I know that how my patients respond to my words is about much more than me. It's about the experiences that they have had with their health, their family/friends' health and the health care system. But I still did not expect as vehement a response as I got to the word “hospice.”
She had been very polite, welcoming us into her home to talk about end-of-life care. She was remarkably well-informed, which did not surprise me (I've always suspected that people who volunteer to talk to medical students are likely self-selected to be more health-savvy and well-educated). But when I said this word, “hospice,” which for most people implies relief and repose and a way to get help when the struggles of caregiving become too much, she dismissed it immediately.
When she told me about her experience, I appreciated that she had not dismissed me.
Her husband had fallen ill and instead of turning the corner as they thought he might, he took a turn for the worse and ended up in the ICU. The critical care doctor did not sit her down and have a long discussion about goals of care when this happened. Instead of letting her process her shock, he asked her to make a decision: should he stay intubated or should he be sent to hospice? She favored the less invasive option, hoping to be able to take him home. Her husband lived for three days on inpatient hospice. She sat next to him during his last days as he continued to struggle for breath until he couldn't any longer. She felt the hospice nurses didn't do anything for him, and she was never able to bring him home.
Understandably, when her time came, she did not want to burden her children with this sort of experience.
How do we break this cycle of miscommunication about end of life options? Stories like this are all too common, but it seems inhumane for people to have to go through such experiences in order to really be informed about what options are available for them and their family at the end of life. This patient was able to learn from her experience and will be able to apply it to keeping her family informed of what she wants. Yet I have also met patients that blamed themselves years later for not taking loves ones to the hospital, even when their loved one had requested to stay and die at home.
------------------------------
* [Questions on the material]:
• A. Answer these questions about the hospice passage:
(i) What choice did the critical care doctor ask the woman to make about her husband?
(ii) How long did her husband live on inpatient hospice?
(iii) What did the woman not want for her children when her own time came?
• B. Pick up the hospice passage after its final sentence and write the next part.

* [Excerpted records]:
------------------------------
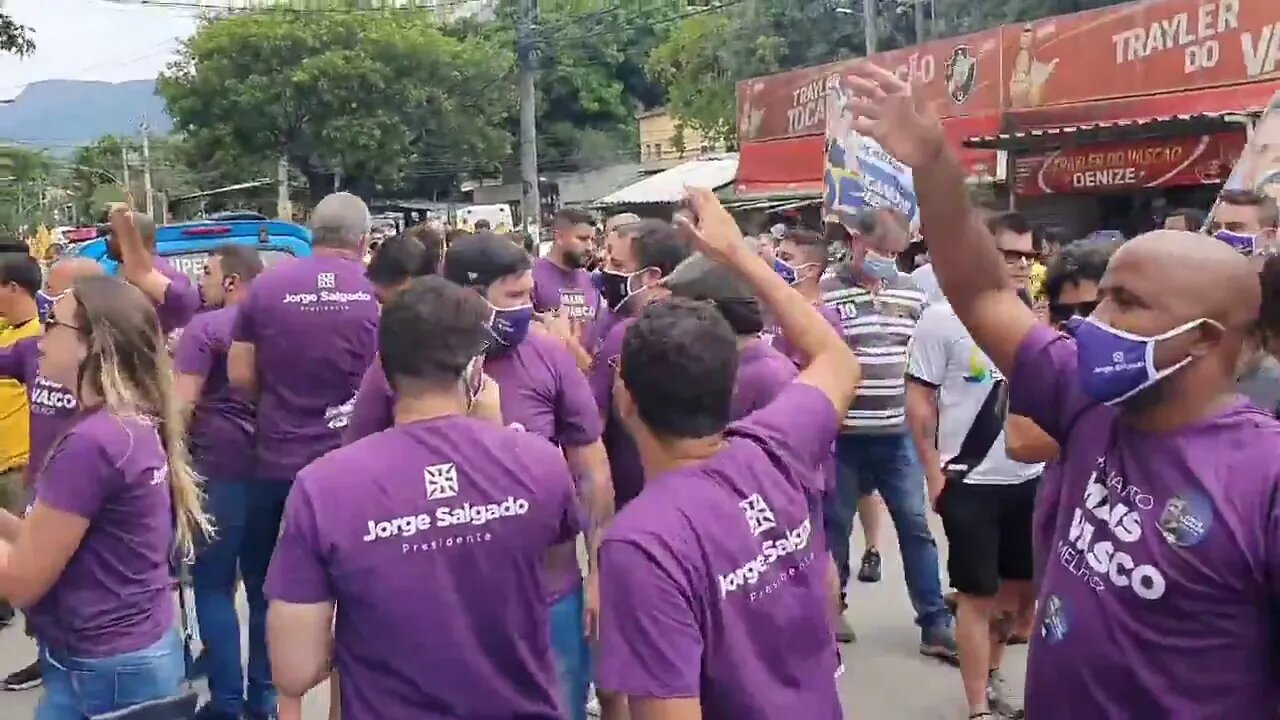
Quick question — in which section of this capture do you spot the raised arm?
[678,188,861,415]
[847,63,1036,374]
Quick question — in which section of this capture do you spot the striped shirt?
[822,269,928,434]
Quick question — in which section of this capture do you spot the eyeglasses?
[1000,250,1039,265]
[1048,300,1098,325]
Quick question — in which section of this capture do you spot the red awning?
[735,114,1000,197]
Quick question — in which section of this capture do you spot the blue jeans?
[550,585,591,720]
[823,434,951,630]
[36,630,186,720]
[192,479,291,715]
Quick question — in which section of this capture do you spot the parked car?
[73,220,311,281]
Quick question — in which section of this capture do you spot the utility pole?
[863,0,879,55]
[516,0,543,237]
[120,145,129,193]
[141,115,156,219]
[275,155,293,222]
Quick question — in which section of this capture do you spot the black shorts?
[937,478,1039,597]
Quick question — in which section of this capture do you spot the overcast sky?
[0,0,196,100]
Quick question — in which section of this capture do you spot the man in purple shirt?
[588,220,689,509]
[534,208,600,370]
[174,245,262,720]
[106,206,200,333]
[598,190,859,720]
[227,192,378,714]
[850,65,1280,720]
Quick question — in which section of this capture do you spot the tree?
[0,13,36,56]
[159,10,515,197]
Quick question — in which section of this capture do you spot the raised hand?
[845,63,946,168]
[676,187,745,263]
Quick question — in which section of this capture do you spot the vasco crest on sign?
[945,45,978,105]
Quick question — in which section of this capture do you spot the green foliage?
[159,12,513,196]
[0,146,54,237]
[0,13,36,56]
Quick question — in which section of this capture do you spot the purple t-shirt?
[596,383,842,720]
[233,252,378,480]
[588,318,644,510]
[764,301,845,366]
[174,302,255,480]
[0,337,79,479]
[28,410,177,657]
[730,338,799,420]
[1009,325,1280,720]
[155,258,200,333]
[266,416,580,720]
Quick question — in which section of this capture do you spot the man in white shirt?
[906,215,1043,719]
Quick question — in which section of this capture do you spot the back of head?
[618,219,690,277]
[663,240,764,336]
[365,225,444,287]
[311,192,372,251]
[444,232,532,288]
[211,243,264,282]
[620,297,739,438]
[378,275,492,395]
[0,252,45,297]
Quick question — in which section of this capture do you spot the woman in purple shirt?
[0,270,211,720]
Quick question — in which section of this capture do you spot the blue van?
[72,220,311,282]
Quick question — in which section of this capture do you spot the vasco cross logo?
[422,462,458,500]
[737,493,778,536]
[945,45,978,105]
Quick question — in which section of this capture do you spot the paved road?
[0,518,1027,720]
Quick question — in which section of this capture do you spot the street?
[0,516,1027,720]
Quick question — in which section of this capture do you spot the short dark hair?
[781,228,829,268]
[618,219,690,275]
[620,297,739,438]
[365,228,444,288]
[378,275,489,392]
[210,243,262,282]
[1043,240,1120,302]
[0,252,45,297]
[552,208,595,225]
[986,213,1032,237]
[444,232,532,288]
[1217,188,1280,228]
[1169,208,1208,232]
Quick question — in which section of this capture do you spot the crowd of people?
[0,60,1280,720]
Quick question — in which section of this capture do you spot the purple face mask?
[1066,318,1221,405]
[1213,231,1258,255]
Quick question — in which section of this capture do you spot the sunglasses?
[1048,300,1098,325]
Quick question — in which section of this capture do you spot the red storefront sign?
[1001,0,1280,110]
[737,28,1001,145]
[1014,132,1244,196]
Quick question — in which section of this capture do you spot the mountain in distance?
[0,79,173,154]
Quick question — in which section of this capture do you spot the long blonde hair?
[72,277,214,561]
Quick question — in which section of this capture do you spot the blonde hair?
[72,277,214,561]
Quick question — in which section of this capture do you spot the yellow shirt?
[1027,261,1046,300]
[0,318,40,471]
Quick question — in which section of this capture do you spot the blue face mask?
[1066,318,1221,405]
[1213,231,1258,255]
[489,305,534,347]
[863,250,897,281]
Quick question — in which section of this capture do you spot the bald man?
[106,205,200,333]
[850,58,1280,720]
[224,192,378,717]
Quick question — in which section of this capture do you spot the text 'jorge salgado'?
[719,518,813,597]
[362,497,529,542]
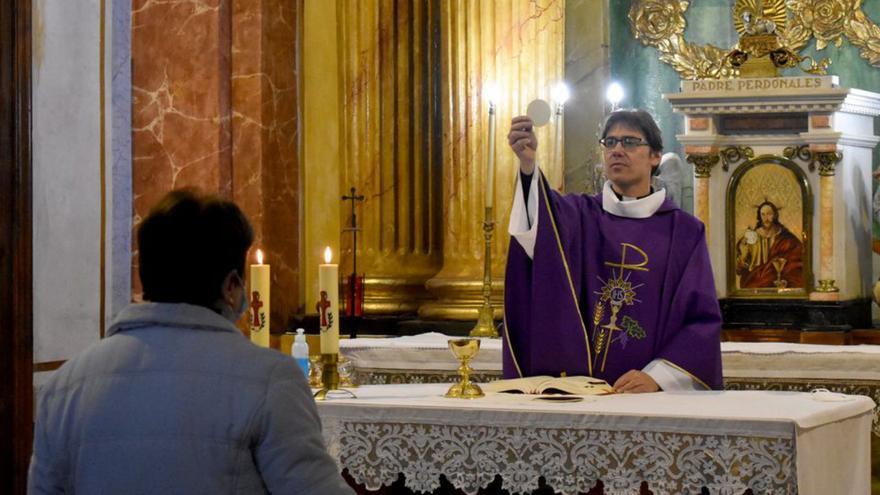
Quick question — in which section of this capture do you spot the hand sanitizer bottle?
[290,328,309,376]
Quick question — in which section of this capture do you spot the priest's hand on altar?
[614,370,660,394]
[507,115,538,175]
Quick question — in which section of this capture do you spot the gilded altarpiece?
[664,76,880,334]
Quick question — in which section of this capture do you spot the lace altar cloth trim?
[324,417,797,495]
[357,368,880,437]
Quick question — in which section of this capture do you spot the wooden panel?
[0,0,33,494]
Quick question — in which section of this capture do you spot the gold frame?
[628,0,880,79]
[724,155,815,299]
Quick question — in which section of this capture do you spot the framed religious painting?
[726,155,813,299]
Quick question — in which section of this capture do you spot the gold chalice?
[446,339,485,399]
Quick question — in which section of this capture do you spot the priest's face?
[604,125,660,196]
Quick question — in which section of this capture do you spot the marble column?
[810,144,840,301]
[131,0,232,299]
[231,0,300,332]
[419,0,565,320]
[563,0,611,194]
[131,0,300,332]
[685,146,721,241]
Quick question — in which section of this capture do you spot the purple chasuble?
[503,177,722,389]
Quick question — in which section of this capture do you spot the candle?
[486,84,500,208]
[248,249,271,347]
[315,246,339,354]
[486,103,495,208]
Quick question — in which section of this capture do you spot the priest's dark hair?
[137,189,254,309]
[602,108,663,175]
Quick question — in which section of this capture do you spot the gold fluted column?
[300,2,342,314]
[685,146,721,240]
[810,145,841,301]
[337,0,442,314]
[419,0,565,320]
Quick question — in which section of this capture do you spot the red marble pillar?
[232,0,300,331]
[131,0,299,332]
[131,0,232,299]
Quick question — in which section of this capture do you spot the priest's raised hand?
[507,115,538,175]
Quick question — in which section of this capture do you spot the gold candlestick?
[470,206,498,337]
[315,352,357,400]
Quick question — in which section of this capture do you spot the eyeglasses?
[599,136,648,151]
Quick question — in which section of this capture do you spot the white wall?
[33,0,131,383]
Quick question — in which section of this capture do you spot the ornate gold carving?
[788,0,880,67]
[629,0,880,79]
[687,153,721,179]
[721,146,755,172]
[816,280,840,292]
[782,144,843,177]
[813,151,843,177]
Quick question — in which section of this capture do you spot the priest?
[503,110,722,393]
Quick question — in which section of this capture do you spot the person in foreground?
[503,110,722,393]
[29,191,352,494]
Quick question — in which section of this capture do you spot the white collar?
[602,181,666,218]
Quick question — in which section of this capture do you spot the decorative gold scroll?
[629,0,880,79]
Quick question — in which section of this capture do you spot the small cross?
[251,291,263,327]
[315,290,330,327]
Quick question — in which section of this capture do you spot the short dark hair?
[602,108,663,153]
[137,189,254,308]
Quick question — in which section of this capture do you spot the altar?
[318,384,874,495]
[340,333,880,439]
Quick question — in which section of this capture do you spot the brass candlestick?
[470,206,498,337]
[315,352,357,400]
[446,339,485,399]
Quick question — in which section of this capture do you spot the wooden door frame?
[0,0,34,494]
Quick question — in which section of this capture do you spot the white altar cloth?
[339,333,880,380]
[318,384,874,495]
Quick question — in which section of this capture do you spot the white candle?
[248,249,272,347]
[486,102,495,208]
[315,246,339,354]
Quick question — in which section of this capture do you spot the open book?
[480,375,614,395]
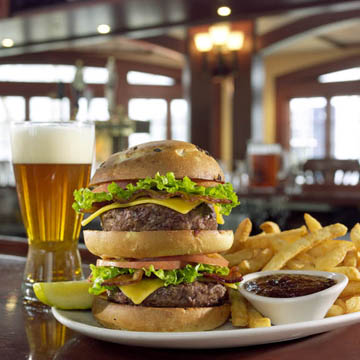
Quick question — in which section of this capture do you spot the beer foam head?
[11,122,95,164]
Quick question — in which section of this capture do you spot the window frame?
[275,55,360,158]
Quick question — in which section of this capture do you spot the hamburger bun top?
[90,140,225,186]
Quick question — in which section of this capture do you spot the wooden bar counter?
[0,237,360,360]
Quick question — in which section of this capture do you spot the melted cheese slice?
[81,198,224,226]
[119,279,164,305]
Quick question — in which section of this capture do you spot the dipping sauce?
[244,274,336,298]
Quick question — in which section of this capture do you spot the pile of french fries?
[223,214,360,328]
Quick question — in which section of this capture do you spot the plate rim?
[52,307,360,349]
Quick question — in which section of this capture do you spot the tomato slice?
[96,254,229,270]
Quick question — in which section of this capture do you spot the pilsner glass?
[11,121,95,301]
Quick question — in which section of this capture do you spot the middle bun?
[84,230,234,259]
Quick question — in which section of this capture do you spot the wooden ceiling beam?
[255,10,360,53]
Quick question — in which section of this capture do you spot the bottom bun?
[92,296,230,332]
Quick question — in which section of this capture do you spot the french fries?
[260,221,281,234]
[304,213,322,232]
[228,214,360,327]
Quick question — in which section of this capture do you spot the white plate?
[52,308,360,349]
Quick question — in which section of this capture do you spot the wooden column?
[187,21,255,166]
[183,26,220,158]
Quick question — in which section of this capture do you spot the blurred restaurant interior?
[0,0,360,237]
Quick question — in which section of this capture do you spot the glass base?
[21,242,84,302]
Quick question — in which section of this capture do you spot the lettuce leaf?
[89,264,230,295]
[73,172,239,215]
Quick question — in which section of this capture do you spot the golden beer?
[11,122,94,300]
[14,164,91,245]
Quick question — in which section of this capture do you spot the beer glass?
[247,143,282,189]
[11,121,95,301]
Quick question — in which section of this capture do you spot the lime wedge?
[33,280,93,310]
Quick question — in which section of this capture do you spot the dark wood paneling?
[233,21,253,165]
[256,9,360,51]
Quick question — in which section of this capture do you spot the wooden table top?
[0,237,360,360]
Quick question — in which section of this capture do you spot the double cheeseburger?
[74,141,241,331]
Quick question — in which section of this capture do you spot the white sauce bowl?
[239,270,348,325]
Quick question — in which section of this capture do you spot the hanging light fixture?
[194,23,245,76]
------------------------------
* [List of answers]:
• A.
(i) Whether her husband should stay intubated or be sent to hospice.
(ii) Three days.
(iii) She did not want to burden them with the sort of experience she had been through.

• B.
In medical school, we are being taught to speak to patients before this happens. We practice these discussions with standardized patients in controlled settings (we have fumbled through this twice now during my medical education; in contrast, we've been drilled how many times now on how to interpret an ECG tracing?). Often, students find that the situations are too contrived and too unrealistic. We feel that we would never be having these discussions as students anyways, and we hope that when we actually become doctors we will feel “more experienced” … or at least know the patients better.
In some ways, these discussions show an imbalance in the other direction: where patients have too little knowledge about what end of life looks like to know what they would want. They don't know what a feeding tube is, though they know they like food. They don't want to be put on a ventilator, unless there is some chance for recovery, but they do not understand that such a chance is often difficult to determine in an acute situation. So their doctor's own experiences and biases end up driving the discussion. Even with great continuity of care with a patient they know well, it is not easy for a doctor to be able to fill this gap in patient experience with just one conversation.
More and more, people are calling for a different way. More organizations have been cropping up that tell patient stories, and at least one doctor is pioneering a way for patients to learn about end of life decisions through a documentary film method rather than a purely verbal discussion. I'm not saying, as some have argued, that end of life experiences necessarily need to become a greater part of everyday conversation, but I do think that they need to be a greater part of the healthcare discussion in an equitable and open fashion.